[Image object location entries]

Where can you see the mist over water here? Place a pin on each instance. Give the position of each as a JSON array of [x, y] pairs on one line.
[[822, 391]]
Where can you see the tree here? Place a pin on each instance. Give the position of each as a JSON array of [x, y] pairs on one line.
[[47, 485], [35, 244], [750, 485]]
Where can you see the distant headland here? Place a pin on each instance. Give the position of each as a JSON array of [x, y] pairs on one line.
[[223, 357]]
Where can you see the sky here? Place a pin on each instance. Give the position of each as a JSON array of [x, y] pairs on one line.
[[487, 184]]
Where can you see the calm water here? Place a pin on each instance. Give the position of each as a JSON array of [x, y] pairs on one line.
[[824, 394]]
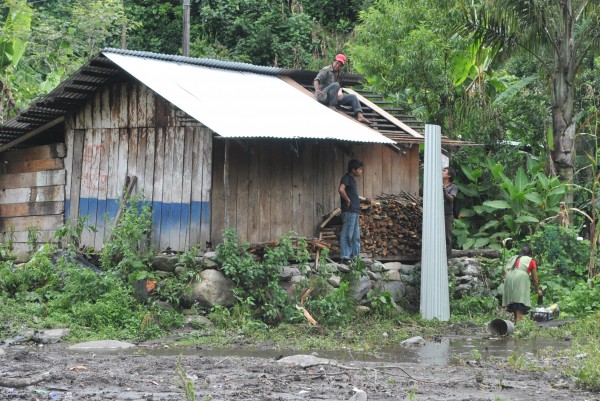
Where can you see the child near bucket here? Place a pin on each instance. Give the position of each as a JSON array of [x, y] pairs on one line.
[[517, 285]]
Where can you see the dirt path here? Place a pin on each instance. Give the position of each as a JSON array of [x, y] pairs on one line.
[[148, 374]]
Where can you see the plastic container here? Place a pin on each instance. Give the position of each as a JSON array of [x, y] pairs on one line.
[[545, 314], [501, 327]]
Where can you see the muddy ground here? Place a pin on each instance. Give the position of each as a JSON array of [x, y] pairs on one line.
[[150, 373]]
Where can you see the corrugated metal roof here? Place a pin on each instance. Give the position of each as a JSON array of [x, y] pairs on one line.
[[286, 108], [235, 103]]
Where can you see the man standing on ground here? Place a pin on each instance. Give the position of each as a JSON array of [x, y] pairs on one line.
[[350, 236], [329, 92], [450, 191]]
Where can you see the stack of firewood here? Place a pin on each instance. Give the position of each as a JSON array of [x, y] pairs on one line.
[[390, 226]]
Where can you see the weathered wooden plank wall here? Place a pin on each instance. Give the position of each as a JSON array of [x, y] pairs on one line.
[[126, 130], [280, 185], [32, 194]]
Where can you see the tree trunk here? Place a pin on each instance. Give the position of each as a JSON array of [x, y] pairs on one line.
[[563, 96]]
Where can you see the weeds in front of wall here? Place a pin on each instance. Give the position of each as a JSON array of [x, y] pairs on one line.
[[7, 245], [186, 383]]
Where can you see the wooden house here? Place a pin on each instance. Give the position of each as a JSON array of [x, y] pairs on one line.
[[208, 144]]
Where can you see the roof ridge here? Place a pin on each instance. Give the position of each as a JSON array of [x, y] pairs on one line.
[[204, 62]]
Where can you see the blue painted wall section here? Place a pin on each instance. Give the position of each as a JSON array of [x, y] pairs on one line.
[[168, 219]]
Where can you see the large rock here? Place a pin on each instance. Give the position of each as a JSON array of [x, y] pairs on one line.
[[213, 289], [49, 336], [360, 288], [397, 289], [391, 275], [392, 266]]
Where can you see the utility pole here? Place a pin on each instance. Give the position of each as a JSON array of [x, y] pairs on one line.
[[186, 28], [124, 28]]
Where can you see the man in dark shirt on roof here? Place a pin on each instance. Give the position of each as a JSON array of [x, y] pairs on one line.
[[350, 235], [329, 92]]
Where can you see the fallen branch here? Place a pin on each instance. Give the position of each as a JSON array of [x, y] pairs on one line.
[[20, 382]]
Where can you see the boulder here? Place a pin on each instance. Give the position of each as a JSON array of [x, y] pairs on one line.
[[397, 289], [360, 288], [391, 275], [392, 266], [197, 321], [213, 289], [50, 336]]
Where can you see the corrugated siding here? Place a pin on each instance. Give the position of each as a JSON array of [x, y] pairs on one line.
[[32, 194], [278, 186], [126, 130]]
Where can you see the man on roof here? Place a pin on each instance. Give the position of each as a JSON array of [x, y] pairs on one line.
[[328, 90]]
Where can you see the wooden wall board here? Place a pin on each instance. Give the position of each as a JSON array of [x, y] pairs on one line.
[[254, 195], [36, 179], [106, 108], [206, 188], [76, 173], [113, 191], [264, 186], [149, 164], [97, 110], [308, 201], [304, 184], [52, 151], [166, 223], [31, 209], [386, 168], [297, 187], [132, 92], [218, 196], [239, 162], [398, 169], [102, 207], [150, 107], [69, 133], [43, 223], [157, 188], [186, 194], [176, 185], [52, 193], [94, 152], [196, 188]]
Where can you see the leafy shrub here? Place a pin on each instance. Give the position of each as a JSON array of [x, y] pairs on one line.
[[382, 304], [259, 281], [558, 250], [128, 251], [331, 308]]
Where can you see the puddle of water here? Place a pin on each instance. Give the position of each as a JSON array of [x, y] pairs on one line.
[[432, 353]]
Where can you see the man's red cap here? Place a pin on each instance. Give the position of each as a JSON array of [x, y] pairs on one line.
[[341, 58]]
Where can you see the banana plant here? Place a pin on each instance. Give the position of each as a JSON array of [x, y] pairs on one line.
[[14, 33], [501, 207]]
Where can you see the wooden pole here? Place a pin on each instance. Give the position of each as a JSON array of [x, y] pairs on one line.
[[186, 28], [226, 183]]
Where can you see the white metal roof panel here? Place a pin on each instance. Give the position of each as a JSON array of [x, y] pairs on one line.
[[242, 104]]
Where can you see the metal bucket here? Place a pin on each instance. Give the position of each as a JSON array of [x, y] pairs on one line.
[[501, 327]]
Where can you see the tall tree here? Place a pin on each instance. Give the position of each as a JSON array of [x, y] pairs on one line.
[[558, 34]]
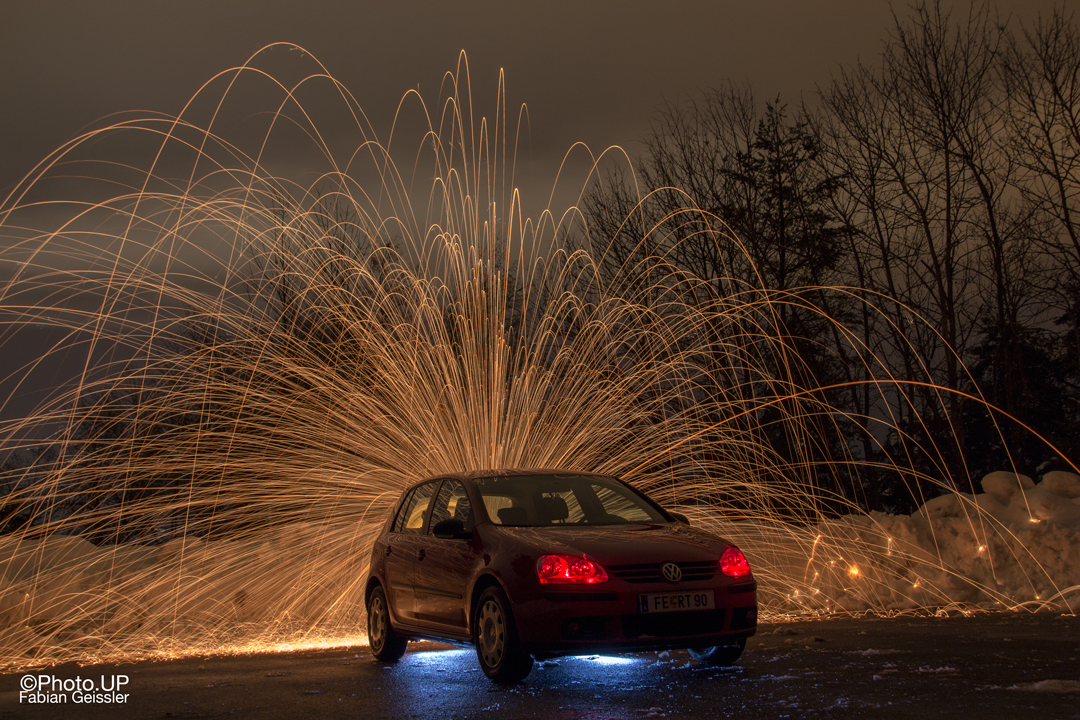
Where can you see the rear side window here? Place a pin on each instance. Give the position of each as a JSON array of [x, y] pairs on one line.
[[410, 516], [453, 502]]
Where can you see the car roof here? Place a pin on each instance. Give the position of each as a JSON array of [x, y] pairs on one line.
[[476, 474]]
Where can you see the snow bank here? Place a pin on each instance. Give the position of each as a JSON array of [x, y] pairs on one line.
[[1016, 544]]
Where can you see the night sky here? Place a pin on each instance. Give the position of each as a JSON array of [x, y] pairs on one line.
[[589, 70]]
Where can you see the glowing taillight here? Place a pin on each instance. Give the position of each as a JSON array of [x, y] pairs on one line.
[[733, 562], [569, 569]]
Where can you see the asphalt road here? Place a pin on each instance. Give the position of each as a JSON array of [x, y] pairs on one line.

[Given instruction]:
Write out the lines from the one containing "Where can you see the roof" through the one containing "[[328, 90]]", keeping them word for word with both end lines included.

[Exercise answer]:
Where can you see the roof ridge here? Place a pin on each instance. Give the position of each as a JSON array of [x, y] pairs on one line.
[[204, 62]]
Where can you see the blue painted wall section here? Place a pin on each instance. Give the position of each as a JSON array of [x, y] pairs on one line.
[[168, 219]]
Where can you see the large rock here? Place a pin on each instance. Give the position of each as a JSON array of [x, y] pairs on one line.
[[213, 289], [49, 336], [360, 288], [397, 289], [391, 275], [392, 266]]
Where can you see the utility pole here? Place a pin on each instance. Give the position of each as a JSON array of [x, y] pairs on one line.
[[186, 28], [124, 28]]
Where can you see the man in dark shirt on roof here? Place a pin on each instance. Give the position of each as a JSON array of [x, y] pairs on one line.
[[350, 235], [329, 92]]
Where can you see the fallen branch here? Place a pin on each instance. Give the position of each as a JSON array of [x, y] pairs on one line.
[[20, 382]]
Where can you see the boulder here? Place a pin on each instance. Give the position of each as a JSON array of [x, y] pairs on one line.
[[397, 289], [360, 288], [391, 275], [392, 266], [197, 321], [213, 289], [50, 336]]
Where can you see the corrugated siding here? Place a pin on each instance. Give the position of each as a JSON array of [x, y] pairs on one line.
[[32, 194], [278, 186], [126, 130]]
Where can you see the man on roof here? Place a pin on each instance. Give the position of each as a JSON array of [x, y] pairs on one line.
[[328, 90]]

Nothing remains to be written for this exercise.